Погребен заживо

То утро Надежда Владимировна хорошо помнит19. На дворе конец октября, и все еще не наступил рассвет. Ее сын Сережа встал неохотно: не любил он ранние побудки. Но вскоре его настроение поднялось.

Быстренько и легко позавтракав, взяв учебники и тетради, отправился в школу, в его родную, как ему казалось, школу №30 Нижнего Тагила, в его родной, как он себе представлял, восьмой класс.

Когда захлопнулась за сыном дверь, сердце матери почему-то крепко-крепко защемило. Понять этого она не могла. Потому что видимых причин для тревоги не было никаких.

Сын ее учился неплохо. Хулиганистым тоже не был. Это же впоследствии скажут и его учителя. Конечно, не был он пай- мальчиком, этаким ангелочком с крылышками, однако на фоне других сверстников выглядел вполне прилично.

Из школы он обычно приходил вовремя, нигде не задерживался. Но в этот раз вот и сумерки поздней осени окутали улицы города, а его все не было. Дома забеспокоились, заволновались. Стали названивать одноклассникам, сбегали даже в школу. Сергея там не было. Мальчишки, знавшие его и учившиеся с ним вместе, в один голос твердили, что он ушел из школы после третьего урока; куда ушел – не знают, с кем ушел – тоже им неизвестно.

Несколько часов томительного ожидания. Родные продолжали верить, что вот откроется дверь, и на пороге появится он, их Сереженька. Мало ли где он мог задержаться. К подружке зашел и засиделся. В кино ушел на вечерний сеанс, а домашних предупредить забыл. Хоть и не водилось за ним такое, а все же…

Часы пробили уже полночь, а сына все не было. Обзвонила все райотделы внутренних дел города. Но везде слышала один и тот же ответ: «В числе задержанных Чухлов Сергей не значится». Стала звонить по больницам (вдруг под автобус попал?), однако и там ждало разочарование.
+ + + +
Задание 1: Сдвиньте на 14 каждое число в ответах (координаты x и y) в записях между строкой, содержащей «Point to one spot on every instance of the stone», и строкой, содержащей «[(184, 87)]», включительно, и выведите все эти строки записей целиком.
+ + + +
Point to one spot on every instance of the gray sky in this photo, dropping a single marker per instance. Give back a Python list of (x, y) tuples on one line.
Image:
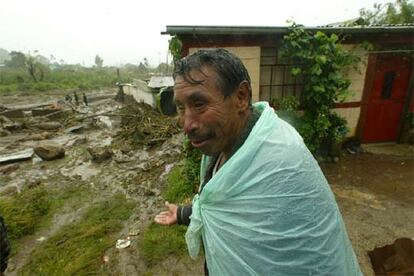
[(126, 31)]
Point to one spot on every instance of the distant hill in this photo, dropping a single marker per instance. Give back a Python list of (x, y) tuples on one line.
[(4, 55)]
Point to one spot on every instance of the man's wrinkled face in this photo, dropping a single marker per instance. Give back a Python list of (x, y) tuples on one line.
[(211, 121)]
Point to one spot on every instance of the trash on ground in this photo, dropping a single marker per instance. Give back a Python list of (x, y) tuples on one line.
[(123, 243), (17, 156)]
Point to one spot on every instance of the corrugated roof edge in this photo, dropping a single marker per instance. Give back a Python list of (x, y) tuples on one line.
[(251, 30)]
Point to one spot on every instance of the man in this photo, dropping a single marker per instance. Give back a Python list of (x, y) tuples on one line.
[(264, 206), (4, 247)]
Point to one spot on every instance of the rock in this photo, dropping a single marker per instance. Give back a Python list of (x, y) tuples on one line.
[(75, 129), (80, 141), (13, 126), (49, 125), (14, 113), (34, 183), (4, 132), (100, 154), (40, 136), (17, 156), (9, 168), (49, 151), (8, 191)]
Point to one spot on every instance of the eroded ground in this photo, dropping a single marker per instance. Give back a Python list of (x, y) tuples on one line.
[(374, 191)]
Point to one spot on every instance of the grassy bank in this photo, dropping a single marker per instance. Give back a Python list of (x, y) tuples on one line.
[(77, 249), (33, 209)]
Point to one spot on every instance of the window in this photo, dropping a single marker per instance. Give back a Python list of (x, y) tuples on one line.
[(276, 80)]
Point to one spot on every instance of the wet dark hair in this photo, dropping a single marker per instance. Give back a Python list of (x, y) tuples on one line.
[(229, 68)]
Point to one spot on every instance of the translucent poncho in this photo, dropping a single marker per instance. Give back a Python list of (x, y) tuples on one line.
[(269, 210)]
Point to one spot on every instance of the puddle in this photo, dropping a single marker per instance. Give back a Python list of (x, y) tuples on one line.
[(84, 171), (362, 198), (394, 259)]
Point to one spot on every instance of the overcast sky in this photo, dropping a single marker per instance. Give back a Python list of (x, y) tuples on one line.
[(126, 31)]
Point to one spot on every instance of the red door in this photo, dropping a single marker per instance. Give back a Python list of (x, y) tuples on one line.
[(386, 100)]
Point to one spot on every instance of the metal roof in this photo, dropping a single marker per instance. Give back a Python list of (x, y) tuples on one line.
[(161, 81), (255, 30)]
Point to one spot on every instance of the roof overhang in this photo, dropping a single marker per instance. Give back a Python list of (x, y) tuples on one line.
[(272, 30)]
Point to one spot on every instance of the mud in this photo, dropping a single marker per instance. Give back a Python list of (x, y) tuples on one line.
[(374, 191)]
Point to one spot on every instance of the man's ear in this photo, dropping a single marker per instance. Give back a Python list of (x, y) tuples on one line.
[(243, 95)]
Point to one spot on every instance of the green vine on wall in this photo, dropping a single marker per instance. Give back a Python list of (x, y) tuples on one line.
[(174, 46), (322, 62)]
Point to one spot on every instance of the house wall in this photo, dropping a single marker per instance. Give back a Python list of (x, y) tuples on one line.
[(356, 75), (140, 92), (351, 114), (351, 108), (250, 56)]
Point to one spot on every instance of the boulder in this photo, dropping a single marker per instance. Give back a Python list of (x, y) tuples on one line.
[(49, 151), (100, 154), (9, 168), (4, 132), (49, 125)]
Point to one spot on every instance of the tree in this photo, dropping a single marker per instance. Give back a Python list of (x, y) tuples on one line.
[(36, 65), (98, 61), (17, 60), (319, 59), (400, 12), (4, 55)]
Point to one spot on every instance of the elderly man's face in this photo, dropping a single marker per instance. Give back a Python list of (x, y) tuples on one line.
[(211, 122)]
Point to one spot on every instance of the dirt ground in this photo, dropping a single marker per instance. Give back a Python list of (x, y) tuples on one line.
[(375, 191)]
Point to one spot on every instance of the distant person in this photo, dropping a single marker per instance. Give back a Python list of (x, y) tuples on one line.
[(264, 206), (4, 247)]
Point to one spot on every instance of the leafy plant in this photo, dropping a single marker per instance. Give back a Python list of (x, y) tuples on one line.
[(174, 46), (322, 62)]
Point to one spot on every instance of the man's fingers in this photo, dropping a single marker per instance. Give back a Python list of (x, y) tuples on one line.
[(165, 213), (161, 220)]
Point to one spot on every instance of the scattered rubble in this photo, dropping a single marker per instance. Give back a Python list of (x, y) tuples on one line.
[(100, 154), (9, 168), (17, 156), (49, 151), (49, 125)]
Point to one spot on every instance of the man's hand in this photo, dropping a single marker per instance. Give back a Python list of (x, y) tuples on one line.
[(167, 217)]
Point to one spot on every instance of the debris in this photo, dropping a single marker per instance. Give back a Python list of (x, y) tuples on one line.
[(45, 111), (14, 113), (143, 126), (50, 125), (4, 132), (9, 168), (34, 183), (37, 137), (100, 154), (17, 156), (12, 126), (49, 151), (123, 243), (75, 129)]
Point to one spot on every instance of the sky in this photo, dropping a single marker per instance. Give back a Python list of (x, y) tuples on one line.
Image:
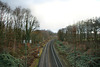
[(56, 14)]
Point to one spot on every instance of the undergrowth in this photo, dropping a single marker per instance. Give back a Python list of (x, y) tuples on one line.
[(78, 58)]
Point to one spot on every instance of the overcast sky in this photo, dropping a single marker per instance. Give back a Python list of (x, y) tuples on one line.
[(56, 14)]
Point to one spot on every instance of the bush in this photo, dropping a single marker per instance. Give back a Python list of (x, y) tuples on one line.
[(7, 60)]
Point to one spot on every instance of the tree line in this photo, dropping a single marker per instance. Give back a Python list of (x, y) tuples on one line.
[(85, 32), (17, 25)]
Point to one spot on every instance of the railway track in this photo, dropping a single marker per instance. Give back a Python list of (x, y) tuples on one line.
[(49, 57)]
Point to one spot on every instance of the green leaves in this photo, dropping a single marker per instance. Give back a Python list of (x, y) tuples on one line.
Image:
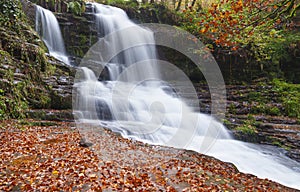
[(10, 12)]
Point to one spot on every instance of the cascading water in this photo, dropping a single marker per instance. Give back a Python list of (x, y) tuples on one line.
[(139, 106), (48, 28)]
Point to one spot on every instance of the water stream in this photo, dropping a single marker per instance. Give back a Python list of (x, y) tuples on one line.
[(48, 28), (147, 109)]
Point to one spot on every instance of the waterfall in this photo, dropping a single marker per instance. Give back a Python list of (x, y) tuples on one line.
[(138, 104), (48, 28)]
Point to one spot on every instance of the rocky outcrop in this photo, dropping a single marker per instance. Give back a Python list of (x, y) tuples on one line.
[(271, 129)]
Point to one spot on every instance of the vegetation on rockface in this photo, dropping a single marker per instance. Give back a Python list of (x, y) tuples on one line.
[(76, 7)]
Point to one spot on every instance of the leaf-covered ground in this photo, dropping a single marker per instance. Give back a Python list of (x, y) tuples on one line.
[(47, 156)]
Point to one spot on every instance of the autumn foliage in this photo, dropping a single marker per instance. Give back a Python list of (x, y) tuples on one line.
[(234, 24)]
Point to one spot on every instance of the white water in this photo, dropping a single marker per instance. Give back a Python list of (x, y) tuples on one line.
[(150, 112), (48, 28)]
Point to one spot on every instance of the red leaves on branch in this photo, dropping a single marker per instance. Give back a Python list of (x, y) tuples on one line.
[(36, 158)]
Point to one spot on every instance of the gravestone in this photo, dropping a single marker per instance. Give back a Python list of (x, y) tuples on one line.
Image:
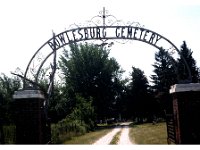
[(32, 127), (183, 126)]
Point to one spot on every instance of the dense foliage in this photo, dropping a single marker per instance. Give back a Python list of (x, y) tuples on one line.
[(91, 90)]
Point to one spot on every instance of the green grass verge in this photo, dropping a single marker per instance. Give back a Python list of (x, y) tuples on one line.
[(115, 139), (88, 138), (149, 133)]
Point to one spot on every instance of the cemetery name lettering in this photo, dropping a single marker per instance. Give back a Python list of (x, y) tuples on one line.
[(104, 32)]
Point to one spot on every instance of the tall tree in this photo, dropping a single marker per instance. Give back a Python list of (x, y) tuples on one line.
[(165, 71), (182, 70), (88, 71), (138, 94)]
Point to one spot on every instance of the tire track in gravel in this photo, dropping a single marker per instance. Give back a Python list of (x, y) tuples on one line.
[(124, 137)]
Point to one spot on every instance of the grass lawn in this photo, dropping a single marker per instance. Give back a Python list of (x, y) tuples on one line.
[(89, 138), (149, 133)]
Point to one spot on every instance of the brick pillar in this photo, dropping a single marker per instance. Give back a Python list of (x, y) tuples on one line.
[(31, 123), (186, 113)]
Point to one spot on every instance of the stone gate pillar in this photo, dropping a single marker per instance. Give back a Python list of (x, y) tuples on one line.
[(31, 123), (186, 113)]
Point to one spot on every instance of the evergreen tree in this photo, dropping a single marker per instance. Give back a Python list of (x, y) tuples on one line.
[(165, 71), (88, 71), (186, 53), (138, 96)]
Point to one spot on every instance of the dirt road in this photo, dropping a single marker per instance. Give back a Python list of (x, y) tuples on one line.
[(124, 137)]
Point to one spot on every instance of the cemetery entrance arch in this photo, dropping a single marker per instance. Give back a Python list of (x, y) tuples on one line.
[(32, 103)]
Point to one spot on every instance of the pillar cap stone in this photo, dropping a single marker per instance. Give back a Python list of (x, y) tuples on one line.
[(184, 87)]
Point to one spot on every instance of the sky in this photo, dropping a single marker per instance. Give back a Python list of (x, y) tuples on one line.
[(26, 25)]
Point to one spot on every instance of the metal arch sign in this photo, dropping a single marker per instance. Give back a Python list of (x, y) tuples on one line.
[(104, 32)]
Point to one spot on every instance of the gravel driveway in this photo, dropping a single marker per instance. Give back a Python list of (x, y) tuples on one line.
[(123, 140)]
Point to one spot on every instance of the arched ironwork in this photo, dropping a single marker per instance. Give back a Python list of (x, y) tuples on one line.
[(101, 28)]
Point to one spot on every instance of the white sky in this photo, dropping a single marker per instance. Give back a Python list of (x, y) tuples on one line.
[(27, 24)]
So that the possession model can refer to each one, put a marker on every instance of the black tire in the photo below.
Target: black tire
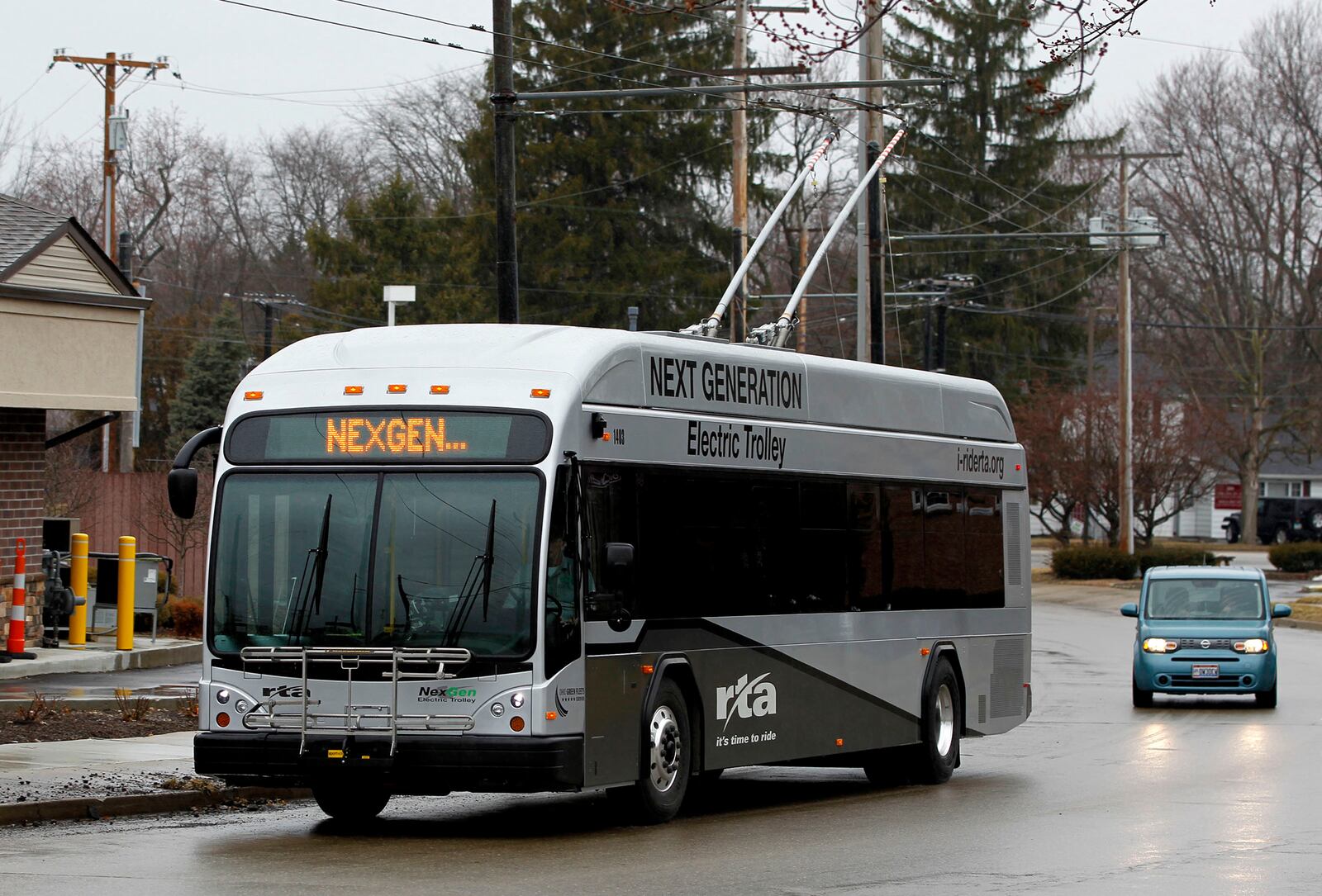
(350, 803)
(943, 719)
(667, 759)
(1266, 699)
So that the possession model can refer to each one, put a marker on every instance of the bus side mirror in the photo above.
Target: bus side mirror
(182, 481)
(182, 486)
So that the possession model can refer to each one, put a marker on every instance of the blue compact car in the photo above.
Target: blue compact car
(1205, 631)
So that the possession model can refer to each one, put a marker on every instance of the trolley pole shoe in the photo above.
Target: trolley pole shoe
(17, 604)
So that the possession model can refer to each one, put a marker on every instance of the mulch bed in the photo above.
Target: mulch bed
(63, 723)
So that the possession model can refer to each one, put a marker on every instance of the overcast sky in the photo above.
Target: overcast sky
(248, 72)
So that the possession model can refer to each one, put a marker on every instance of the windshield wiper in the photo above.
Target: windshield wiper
(479, 572)
(312, 595)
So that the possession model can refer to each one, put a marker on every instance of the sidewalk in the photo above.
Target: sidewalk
(102, 657)
(99, 779)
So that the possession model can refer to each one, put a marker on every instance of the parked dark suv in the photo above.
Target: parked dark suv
(1282, 519)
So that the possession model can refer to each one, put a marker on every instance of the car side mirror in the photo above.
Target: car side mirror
(182, 486)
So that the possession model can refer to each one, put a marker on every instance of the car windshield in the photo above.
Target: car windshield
(1205, 599)
(376, 559)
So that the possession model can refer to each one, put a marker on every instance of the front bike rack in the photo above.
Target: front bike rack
(405, 664)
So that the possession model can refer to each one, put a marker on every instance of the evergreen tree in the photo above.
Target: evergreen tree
(987, 158)
(621, 202)
(211, 374)
(394, 237)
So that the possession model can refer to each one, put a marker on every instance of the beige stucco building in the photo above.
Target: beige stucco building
(70, 325)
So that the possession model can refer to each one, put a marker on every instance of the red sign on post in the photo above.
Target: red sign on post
(1229, 497)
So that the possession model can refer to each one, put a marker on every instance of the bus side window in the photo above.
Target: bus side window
(608, 517)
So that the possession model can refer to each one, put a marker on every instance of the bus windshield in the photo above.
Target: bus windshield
(376, 559)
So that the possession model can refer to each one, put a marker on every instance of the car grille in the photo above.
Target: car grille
(1189, 680)
(1213, 644)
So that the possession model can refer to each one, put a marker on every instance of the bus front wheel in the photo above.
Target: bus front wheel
(943, 717)
(667, 757)
(348, 801)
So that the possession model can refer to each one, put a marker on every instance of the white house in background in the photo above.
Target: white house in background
(1279, 479)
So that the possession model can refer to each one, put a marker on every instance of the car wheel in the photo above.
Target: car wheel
(667, 757)
(352, 803)
(939, 753)
(1267, 699)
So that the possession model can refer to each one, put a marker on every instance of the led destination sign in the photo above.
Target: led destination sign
(409, 435)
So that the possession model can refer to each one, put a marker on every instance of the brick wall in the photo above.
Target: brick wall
(23, 473)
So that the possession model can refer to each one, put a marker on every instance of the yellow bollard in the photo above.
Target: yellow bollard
(125, 611)
(78, 583)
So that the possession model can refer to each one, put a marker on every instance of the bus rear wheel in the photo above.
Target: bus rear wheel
(354, 803)
(939, 753)
(667, 757)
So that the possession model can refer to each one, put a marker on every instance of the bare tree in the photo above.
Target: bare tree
(1240, 281)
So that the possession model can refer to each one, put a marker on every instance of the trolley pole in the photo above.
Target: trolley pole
(502, 107)
(110, 72)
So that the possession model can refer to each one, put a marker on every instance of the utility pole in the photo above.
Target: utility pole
(502, 107)
(1125, 336)
(110, 72)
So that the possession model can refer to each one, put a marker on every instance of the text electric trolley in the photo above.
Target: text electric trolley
(539, 558)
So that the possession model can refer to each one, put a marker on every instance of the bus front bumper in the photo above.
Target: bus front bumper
(421, 764)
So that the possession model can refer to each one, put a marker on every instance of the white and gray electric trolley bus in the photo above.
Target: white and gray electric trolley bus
(509, 558)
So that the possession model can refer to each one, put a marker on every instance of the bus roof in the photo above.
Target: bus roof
(676, 372)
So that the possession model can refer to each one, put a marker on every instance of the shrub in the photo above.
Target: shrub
(1150, 557)
(1296, 558)
(1094, 563)
(187, 618)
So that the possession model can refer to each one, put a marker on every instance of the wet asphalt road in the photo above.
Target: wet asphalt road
(1196, 794)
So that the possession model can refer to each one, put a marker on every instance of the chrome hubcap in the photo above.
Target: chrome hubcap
(945, 720)
(665, 748)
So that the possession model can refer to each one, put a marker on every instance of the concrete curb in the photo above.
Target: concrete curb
(145, 804)
(154, 700)
(102, 661)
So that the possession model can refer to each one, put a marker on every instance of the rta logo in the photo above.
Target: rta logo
(746, 699)
(284, 690)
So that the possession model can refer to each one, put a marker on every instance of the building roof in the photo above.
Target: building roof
(28, 231)
(23, 229)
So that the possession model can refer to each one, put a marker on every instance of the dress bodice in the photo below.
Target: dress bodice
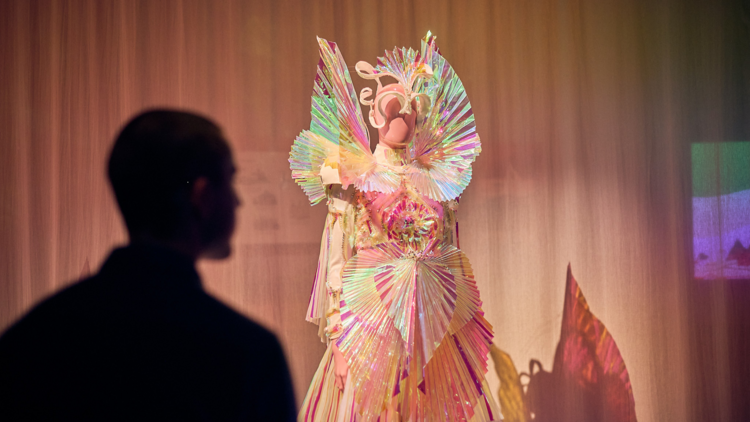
(405, 217)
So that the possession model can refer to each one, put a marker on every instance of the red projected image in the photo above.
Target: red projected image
(721, 210)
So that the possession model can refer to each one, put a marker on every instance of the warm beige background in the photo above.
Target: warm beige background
(586, 110)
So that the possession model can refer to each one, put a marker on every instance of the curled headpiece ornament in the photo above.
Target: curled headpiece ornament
(408, 68)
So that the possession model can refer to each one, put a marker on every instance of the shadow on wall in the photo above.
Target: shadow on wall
(588, 382)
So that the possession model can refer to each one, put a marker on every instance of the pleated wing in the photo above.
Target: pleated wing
(413, 325)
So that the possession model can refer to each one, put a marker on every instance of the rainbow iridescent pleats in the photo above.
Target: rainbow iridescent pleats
(414, 333)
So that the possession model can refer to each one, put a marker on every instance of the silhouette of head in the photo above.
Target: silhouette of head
(171, 172)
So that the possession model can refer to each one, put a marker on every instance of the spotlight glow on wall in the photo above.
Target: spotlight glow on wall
(721, 210)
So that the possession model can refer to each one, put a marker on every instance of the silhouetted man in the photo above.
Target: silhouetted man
(141, 340)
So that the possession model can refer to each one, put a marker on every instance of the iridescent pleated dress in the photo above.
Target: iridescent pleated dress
(392, 288)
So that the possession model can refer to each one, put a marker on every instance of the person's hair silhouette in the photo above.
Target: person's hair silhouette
(141, 340)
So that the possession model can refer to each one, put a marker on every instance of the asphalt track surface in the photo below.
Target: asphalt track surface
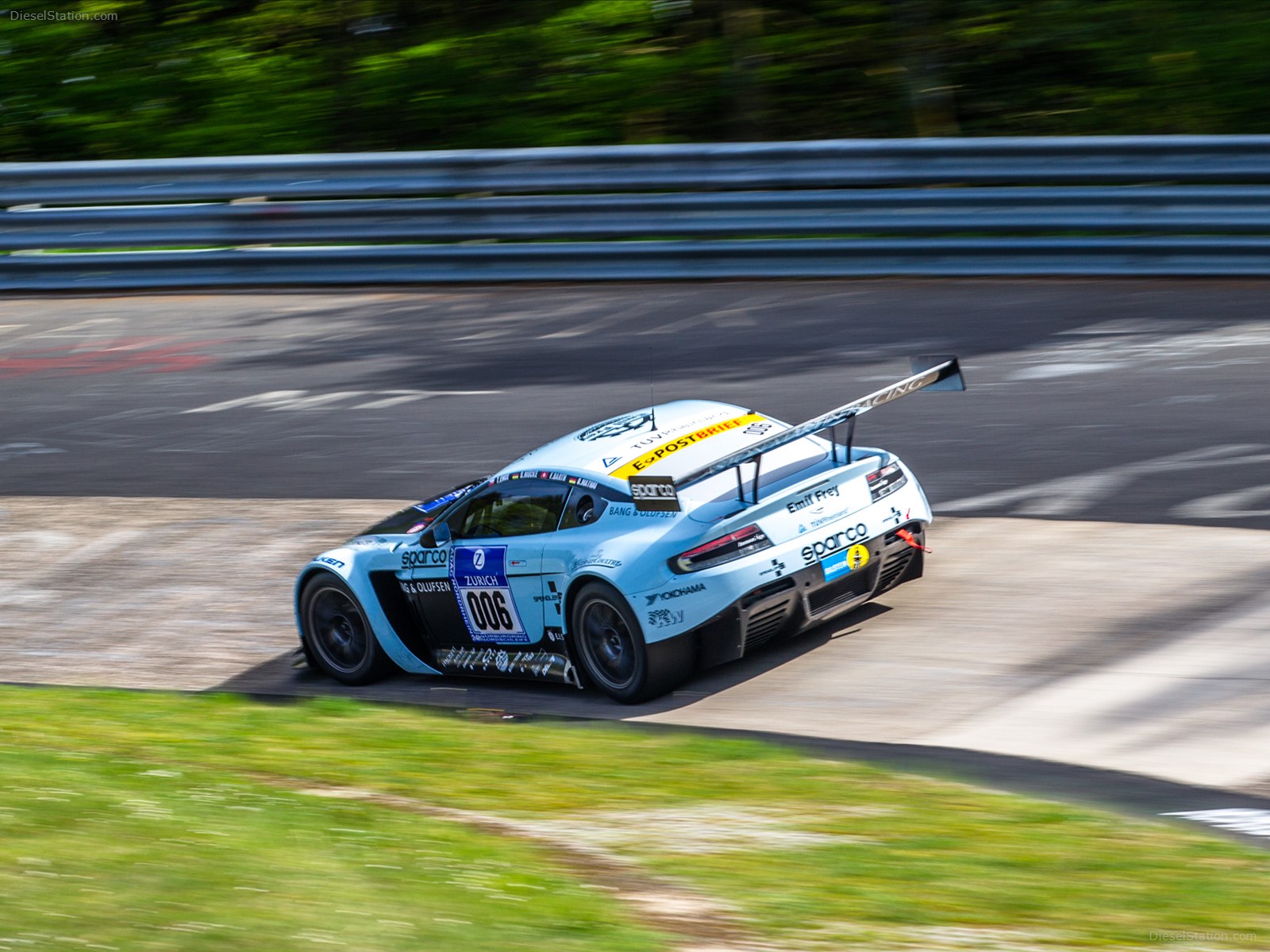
(1099, 401)
(1128, 401)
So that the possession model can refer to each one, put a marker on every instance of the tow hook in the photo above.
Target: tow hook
(908, 537)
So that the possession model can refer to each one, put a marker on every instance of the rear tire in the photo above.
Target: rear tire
(337, 636)
(611, 651)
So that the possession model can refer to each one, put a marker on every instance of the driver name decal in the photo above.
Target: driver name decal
(479, 578)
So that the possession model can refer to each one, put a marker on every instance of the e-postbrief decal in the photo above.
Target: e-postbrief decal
(479, 579)
(761, 427)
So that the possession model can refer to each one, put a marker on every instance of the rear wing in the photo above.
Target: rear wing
(929, 374)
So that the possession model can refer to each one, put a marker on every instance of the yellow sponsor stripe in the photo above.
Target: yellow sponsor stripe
(657, 454)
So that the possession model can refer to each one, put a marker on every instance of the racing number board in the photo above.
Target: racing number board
(478, 575)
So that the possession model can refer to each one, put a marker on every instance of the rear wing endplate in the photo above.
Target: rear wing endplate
(929, 374)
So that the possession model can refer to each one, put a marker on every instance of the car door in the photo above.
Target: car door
(480, 585)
+ + + +
Задание 2: Перечислите по тексту для чтения всех, кому звонили или куда ходили родные, разыскивая Сергея.

Ответ 1:
Point to one spot on every instance of the stone gate pillar in this photo, dropping a single marker per instance. Give back a Python list of (x, y) tuples on one line.
[(45, 137), (200, 127)]
Point to one spot on every instance of the evergreen tree in this photo, dropping a single marker per instance. Give back a Python list of (x, y) tuples on one line.
[(179, 85), (102, 85), (200, 67), (152, 110)]
Point to one spot on every instance of the dirt road in this photo, dropping a single marker per instance. Give back a Python list of (x, y) tuples on one line.
[(138, 151)]
Point to one spot on every instance of the cemetery entrance arch in this photo, dropping a single marker per instance. Give back a Python list of (x, y) tuples on one line.
[(46, 117)]
Point to one spot on every instance of the pillar cap stone in this photo, dropping a single marker per instance. Give back a Python list of (x, y) tuples on one line.
[(198, 101)]

Ответ 2: Одноклассники, школа, райотделы внутренних дел города, больницы.